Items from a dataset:
= = = = = = =

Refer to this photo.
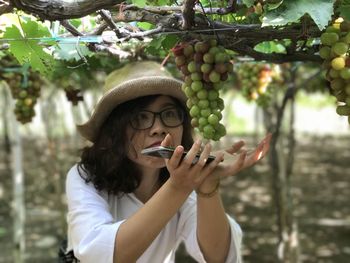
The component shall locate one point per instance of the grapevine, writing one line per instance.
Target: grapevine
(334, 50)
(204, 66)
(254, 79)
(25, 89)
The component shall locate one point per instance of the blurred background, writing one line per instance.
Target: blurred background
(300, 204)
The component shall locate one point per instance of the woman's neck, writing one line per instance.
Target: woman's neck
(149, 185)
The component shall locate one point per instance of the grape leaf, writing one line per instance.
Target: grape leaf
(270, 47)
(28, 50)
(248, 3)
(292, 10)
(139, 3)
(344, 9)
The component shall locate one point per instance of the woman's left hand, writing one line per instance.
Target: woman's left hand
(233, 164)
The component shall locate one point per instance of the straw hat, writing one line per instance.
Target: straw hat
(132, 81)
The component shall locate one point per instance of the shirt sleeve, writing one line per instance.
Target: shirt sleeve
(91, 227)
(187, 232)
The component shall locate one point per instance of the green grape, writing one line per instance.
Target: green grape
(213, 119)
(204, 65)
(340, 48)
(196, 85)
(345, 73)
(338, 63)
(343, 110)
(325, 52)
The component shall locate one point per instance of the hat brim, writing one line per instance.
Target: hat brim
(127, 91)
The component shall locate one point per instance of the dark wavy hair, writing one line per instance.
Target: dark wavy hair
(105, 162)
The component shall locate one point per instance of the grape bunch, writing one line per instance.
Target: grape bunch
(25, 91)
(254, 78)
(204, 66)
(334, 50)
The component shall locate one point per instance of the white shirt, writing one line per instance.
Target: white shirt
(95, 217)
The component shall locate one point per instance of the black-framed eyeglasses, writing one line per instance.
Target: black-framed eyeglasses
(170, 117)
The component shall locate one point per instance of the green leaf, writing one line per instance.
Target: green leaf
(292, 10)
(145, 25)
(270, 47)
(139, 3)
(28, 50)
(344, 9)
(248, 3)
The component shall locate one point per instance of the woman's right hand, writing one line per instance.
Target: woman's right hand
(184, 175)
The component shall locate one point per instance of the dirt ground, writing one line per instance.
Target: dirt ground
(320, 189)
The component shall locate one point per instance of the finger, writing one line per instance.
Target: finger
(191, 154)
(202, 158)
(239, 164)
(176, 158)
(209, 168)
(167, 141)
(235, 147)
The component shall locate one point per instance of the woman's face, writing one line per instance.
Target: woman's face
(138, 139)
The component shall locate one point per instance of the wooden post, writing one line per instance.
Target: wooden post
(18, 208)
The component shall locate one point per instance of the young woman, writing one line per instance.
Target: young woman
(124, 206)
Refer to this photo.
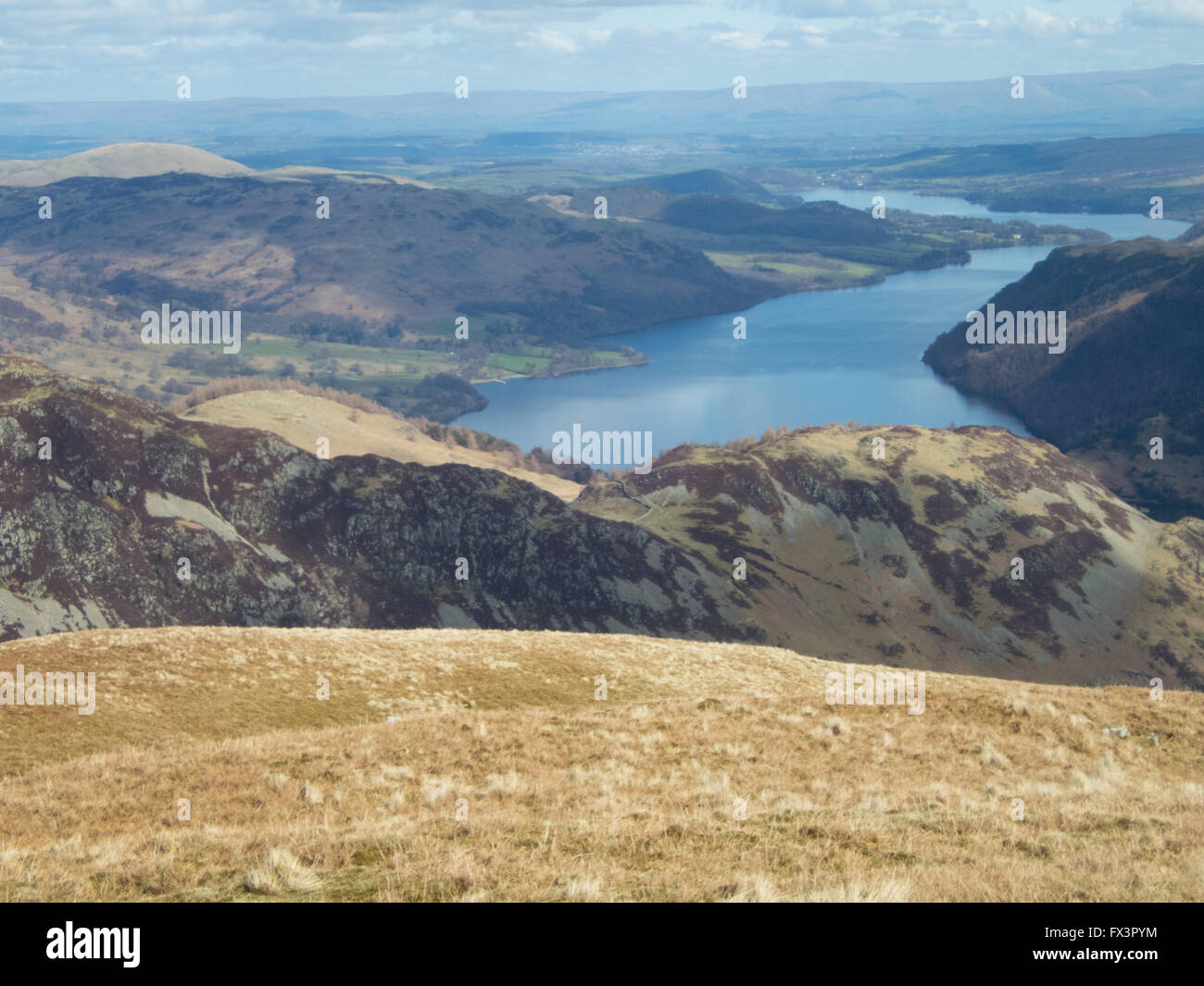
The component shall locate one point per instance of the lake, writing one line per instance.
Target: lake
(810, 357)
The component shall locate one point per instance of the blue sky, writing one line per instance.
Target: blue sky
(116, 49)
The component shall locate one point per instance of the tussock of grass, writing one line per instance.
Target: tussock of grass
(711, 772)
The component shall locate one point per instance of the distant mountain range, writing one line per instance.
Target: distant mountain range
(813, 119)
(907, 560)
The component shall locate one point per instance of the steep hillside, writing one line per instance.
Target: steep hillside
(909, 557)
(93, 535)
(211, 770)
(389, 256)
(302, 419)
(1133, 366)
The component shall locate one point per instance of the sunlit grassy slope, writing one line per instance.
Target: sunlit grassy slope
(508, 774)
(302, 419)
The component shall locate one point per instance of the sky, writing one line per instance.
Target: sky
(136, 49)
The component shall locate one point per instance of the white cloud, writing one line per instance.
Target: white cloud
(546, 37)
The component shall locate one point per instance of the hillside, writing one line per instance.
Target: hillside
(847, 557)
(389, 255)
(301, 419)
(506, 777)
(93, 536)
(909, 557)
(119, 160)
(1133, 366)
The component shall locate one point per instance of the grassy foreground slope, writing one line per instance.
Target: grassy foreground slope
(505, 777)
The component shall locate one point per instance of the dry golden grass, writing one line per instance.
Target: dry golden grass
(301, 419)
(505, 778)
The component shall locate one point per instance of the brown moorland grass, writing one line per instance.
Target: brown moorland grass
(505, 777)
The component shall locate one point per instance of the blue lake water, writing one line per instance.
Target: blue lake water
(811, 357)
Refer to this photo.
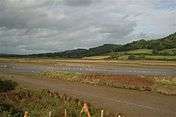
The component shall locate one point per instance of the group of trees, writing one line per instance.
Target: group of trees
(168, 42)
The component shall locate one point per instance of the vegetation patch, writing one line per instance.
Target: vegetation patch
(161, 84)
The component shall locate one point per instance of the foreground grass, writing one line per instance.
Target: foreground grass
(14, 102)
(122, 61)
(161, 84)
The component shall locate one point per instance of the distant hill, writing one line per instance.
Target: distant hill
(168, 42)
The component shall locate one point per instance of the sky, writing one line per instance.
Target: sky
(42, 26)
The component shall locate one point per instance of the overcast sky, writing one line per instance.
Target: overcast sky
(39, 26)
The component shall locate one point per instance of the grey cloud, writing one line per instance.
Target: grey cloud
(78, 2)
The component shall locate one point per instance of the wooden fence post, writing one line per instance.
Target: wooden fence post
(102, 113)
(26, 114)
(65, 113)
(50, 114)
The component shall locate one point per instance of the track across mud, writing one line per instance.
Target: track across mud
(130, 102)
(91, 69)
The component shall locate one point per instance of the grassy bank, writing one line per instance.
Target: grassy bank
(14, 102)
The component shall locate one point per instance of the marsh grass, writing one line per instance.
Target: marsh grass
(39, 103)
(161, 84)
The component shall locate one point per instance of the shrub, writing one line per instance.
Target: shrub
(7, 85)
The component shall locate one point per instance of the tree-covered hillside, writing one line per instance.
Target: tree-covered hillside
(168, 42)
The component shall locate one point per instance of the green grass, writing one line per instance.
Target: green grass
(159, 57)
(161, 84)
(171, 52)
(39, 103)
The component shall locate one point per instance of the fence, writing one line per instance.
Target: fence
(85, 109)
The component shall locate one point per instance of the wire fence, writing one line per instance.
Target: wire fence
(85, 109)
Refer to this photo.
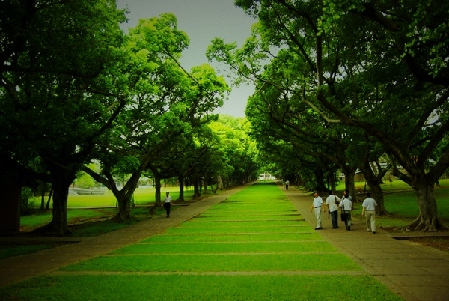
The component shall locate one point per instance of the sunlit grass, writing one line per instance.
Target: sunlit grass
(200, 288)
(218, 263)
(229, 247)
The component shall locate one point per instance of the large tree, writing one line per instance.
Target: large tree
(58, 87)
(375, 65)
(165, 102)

= = = = = = =

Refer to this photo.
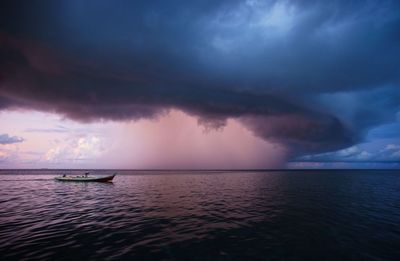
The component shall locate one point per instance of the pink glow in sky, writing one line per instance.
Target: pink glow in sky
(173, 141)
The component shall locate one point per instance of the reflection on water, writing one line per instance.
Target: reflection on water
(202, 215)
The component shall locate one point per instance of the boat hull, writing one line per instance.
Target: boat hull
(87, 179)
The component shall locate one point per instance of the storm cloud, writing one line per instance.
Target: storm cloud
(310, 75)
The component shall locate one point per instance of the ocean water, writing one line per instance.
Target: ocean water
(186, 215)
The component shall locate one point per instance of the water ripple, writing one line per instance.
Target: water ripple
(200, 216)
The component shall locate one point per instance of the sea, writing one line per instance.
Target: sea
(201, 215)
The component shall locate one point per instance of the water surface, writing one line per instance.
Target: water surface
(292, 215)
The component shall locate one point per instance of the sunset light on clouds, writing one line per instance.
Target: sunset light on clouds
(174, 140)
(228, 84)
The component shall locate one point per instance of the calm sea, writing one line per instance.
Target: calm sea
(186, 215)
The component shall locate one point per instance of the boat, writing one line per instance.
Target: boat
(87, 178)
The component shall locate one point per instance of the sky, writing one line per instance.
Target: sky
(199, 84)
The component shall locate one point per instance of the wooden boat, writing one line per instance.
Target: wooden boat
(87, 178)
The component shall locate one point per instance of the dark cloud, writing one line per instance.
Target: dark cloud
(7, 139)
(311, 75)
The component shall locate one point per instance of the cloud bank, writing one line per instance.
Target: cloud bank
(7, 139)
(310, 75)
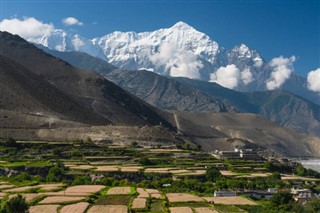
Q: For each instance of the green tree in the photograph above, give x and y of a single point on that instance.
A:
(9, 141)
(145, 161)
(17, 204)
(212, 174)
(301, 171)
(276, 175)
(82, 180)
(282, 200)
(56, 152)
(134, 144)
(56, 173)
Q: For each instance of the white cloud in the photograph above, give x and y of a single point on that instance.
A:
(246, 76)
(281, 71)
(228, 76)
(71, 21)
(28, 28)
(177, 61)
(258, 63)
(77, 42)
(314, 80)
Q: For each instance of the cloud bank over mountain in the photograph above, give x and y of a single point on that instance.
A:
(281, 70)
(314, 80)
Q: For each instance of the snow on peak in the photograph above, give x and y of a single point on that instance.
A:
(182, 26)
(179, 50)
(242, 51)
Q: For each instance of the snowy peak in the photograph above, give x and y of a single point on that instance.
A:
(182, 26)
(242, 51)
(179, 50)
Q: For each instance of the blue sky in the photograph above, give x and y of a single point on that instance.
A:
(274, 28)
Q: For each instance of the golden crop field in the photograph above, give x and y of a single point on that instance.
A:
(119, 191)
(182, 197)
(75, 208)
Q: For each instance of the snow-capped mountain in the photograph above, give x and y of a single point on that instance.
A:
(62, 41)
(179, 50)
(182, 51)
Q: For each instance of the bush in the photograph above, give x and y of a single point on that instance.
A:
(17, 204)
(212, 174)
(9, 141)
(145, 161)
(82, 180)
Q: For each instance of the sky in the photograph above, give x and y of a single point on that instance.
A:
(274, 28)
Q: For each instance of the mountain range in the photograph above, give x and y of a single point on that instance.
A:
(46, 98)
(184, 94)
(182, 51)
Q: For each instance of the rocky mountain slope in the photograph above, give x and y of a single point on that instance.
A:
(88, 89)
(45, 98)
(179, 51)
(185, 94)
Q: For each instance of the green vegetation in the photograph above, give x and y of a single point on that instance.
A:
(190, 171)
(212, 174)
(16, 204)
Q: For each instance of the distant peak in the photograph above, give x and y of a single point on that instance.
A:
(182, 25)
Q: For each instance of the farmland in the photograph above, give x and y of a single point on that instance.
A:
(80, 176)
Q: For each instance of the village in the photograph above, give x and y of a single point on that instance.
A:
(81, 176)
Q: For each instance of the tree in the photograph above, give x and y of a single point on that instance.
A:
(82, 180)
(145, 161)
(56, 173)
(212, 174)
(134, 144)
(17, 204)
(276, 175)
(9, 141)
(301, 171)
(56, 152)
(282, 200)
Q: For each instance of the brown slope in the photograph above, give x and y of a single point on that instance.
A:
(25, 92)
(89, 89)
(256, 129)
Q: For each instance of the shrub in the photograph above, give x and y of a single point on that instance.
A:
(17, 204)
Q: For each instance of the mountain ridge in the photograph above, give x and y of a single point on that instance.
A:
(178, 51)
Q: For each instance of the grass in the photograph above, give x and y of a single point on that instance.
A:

= = = = = = =

- [ASSIGNED TASK]
Out of the data above, set down the lines from the one with "Q: For each instance of the mountain range" to the one with "Q: For each instance of the green vegetation", both included, exactly as written and with no additions.

- [OUTPUT]
Q: For each instance of the mountain range in the photograph above, give x and y of a single point on that instance.
A:
(46, 98)
(184, 94)
(182, 51)
Q: For each instance of the rocky mountain slope in the photograph above, give x and y of a single point on that instance.
A:
(88, 89)
(45, 98)
(179, 51)
(185, 94)
Q: For each instance of the green vegetation in the photograph above, give x and y of a single point on that instance.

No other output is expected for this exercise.